▶ Task description: Switch "marker" to "pin" and write out all the lines of the items below, changing nothing else. Omit the pictures.
++++ Record set ++++
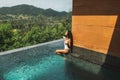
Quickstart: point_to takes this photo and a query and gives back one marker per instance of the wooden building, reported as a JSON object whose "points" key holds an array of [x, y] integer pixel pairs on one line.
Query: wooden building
{"points": [[96, 31]]}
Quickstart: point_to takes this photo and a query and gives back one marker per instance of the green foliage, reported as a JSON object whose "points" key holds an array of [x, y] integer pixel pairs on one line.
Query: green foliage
{"points": [[19, 30]]}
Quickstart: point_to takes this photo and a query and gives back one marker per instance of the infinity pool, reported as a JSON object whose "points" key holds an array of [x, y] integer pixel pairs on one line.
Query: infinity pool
{"points": [[40, 62]]}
++++
▶ Correct output:
Quickstart: point_to takes this photo and a query and gives back one pin per instance of the wooden building, reported as a JSON object whose "points" key holds an array of [x, y] integer pixel pairs on one line.
Query: wooden building
{"points": [[96, 31]]}
Quickstart: point_to takes this photo and a query and gives back one pin per instance of the green foliage, reported as a JSON object whose "points" key holds an array of [x, y] integer pixel pairs on one line.
Query: green foliage
{"points": [[19, 30]]}
Quickstart: point_to takes this photo and a query and gives back one pin per instance of the infinity pool, reported as a JSON object whose "points" key holds an array of [x, y] integer pixel pairs on one line.
Query: infinity pool
{"points": [[40, 62]]}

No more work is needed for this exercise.